-- Start Extracted records --
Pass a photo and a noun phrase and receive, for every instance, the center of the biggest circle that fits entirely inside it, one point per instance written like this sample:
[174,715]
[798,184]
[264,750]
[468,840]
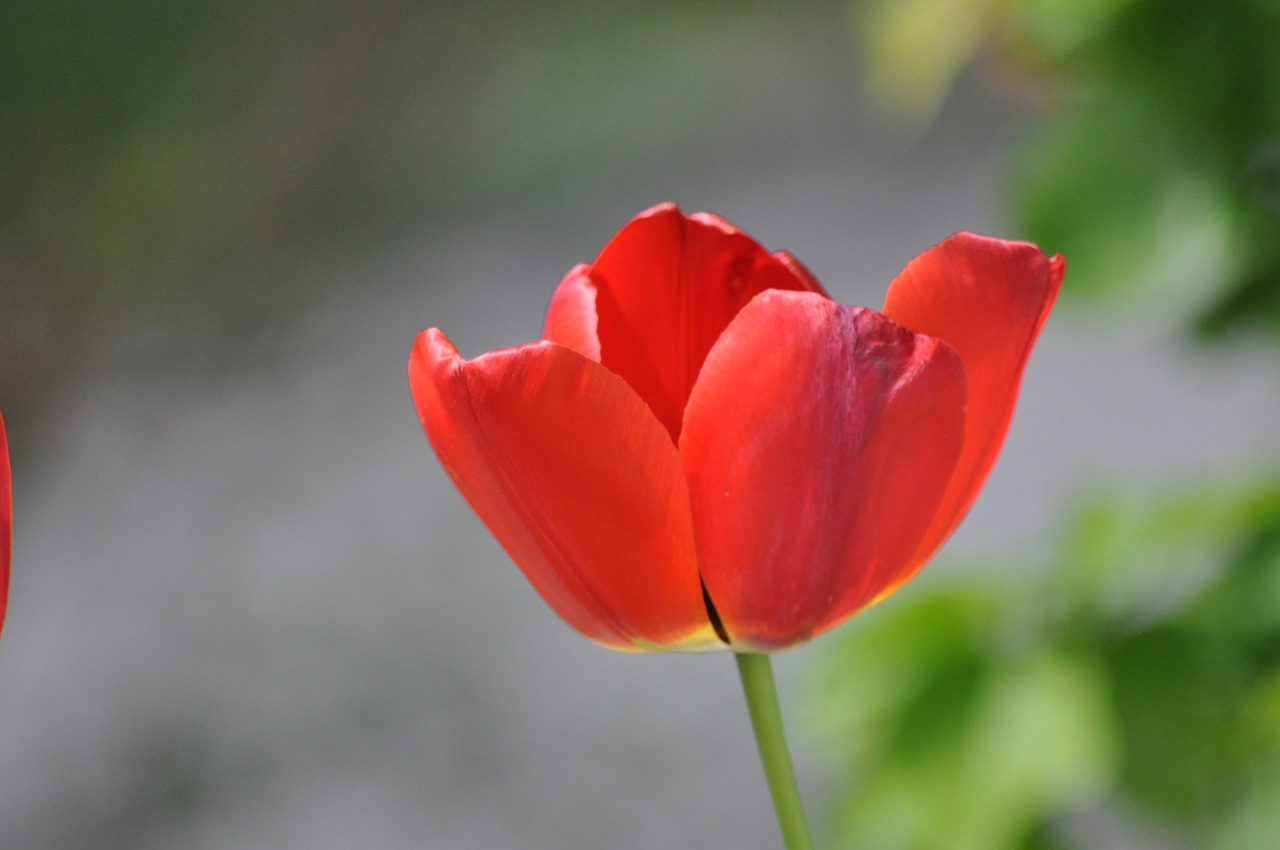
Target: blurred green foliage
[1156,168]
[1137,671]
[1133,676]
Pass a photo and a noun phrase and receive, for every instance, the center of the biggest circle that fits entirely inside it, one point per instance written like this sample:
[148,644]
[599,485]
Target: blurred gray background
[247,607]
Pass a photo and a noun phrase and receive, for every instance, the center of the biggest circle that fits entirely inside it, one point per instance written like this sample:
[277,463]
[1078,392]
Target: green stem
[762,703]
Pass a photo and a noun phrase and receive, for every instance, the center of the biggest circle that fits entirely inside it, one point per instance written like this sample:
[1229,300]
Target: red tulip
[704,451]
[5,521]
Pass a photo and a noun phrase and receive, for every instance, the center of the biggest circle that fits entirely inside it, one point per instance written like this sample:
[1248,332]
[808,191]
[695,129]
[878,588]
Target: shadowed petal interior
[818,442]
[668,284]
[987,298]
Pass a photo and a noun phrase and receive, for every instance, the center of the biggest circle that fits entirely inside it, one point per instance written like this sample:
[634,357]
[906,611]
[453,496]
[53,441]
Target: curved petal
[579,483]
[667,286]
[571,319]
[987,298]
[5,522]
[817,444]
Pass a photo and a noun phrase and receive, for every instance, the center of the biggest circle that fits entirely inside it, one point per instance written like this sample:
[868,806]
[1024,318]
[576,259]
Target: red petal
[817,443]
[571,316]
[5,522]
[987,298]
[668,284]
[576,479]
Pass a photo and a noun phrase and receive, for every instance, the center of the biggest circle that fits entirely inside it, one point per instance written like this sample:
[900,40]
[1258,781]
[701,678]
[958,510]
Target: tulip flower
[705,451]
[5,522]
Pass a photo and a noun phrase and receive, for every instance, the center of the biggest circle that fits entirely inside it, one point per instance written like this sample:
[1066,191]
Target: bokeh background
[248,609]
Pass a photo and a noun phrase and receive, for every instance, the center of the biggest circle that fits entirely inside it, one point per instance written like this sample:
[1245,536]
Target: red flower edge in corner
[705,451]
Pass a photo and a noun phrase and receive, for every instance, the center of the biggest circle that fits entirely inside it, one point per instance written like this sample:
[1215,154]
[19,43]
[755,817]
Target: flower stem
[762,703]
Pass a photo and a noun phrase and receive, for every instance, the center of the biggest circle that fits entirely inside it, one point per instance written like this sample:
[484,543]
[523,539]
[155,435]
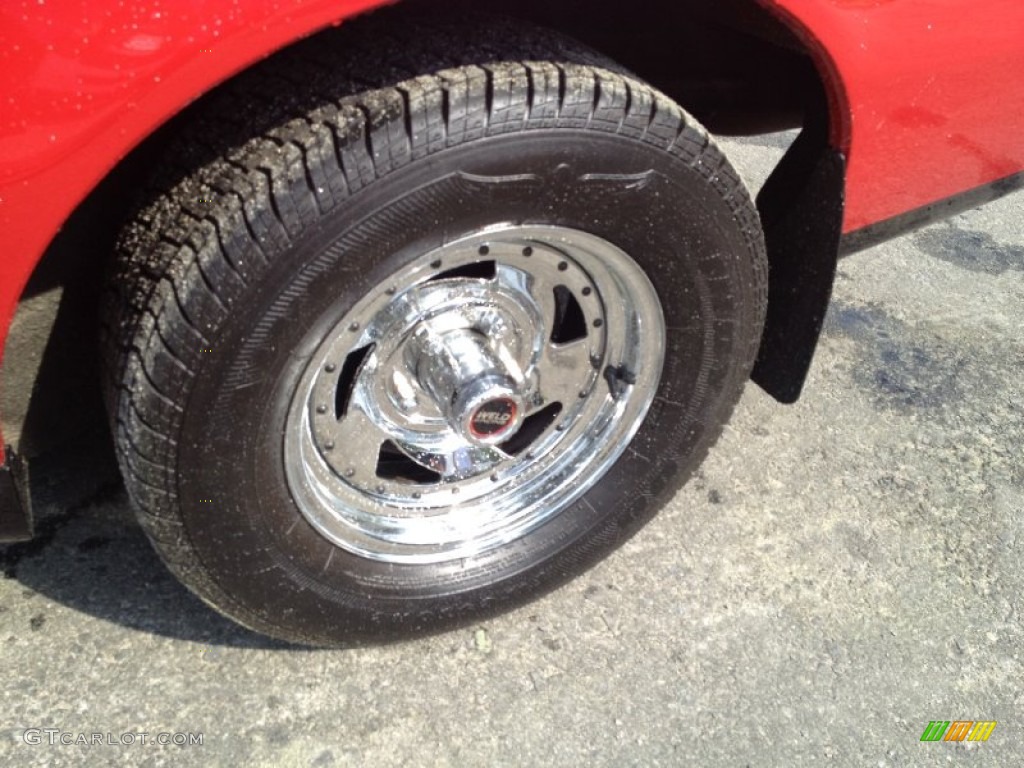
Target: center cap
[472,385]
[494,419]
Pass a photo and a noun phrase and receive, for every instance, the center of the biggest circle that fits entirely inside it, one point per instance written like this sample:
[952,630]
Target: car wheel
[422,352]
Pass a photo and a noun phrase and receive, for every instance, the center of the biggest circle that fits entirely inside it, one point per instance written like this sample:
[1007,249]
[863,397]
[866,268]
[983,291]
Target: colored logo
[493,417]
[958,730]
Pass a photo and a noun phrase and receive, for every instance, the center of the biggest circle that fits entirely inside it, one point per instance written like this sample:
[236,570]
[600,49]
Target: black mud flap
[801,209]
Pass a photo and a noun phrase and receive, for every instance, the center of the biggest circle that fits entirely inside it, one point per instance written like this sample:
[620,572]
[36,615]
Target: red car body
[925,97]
-- End Extracted records --
■ What you have to do ■
From the listing above, copy out every line that contains the string "petal", matching it with case taken into account.

■ Solution to the exercise ■
Target: shadowed petal interior
Target: curved petal
Target: red petal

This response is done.